#### Data for the task

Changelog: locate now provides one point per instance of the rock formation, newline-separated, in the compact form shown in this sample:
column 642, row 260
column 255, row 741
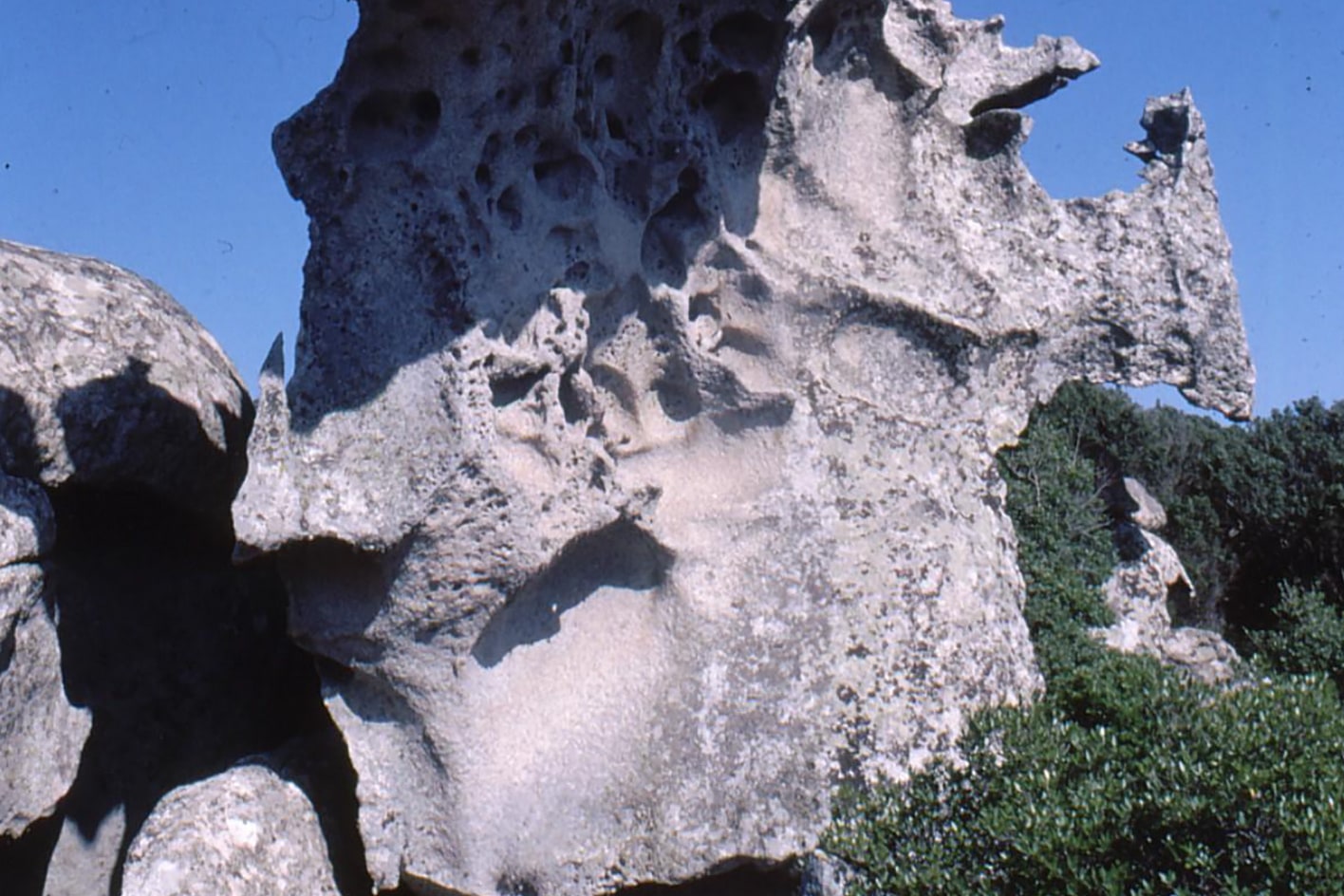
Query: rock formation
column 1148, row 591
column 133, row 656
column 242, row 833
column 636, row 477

#### Task directions
Reproduce all of the material above word for word, and omit the pictures.

#### Answer
Changelog: locate now provides one point per instance of the rock formation, newline-separated, in the compact form shown in this sample:
column 642, row 260
column 255, row 741
Query: rock formation
column 1148, row 591
column 133, row 656
column 242, row 833
column 636, row 477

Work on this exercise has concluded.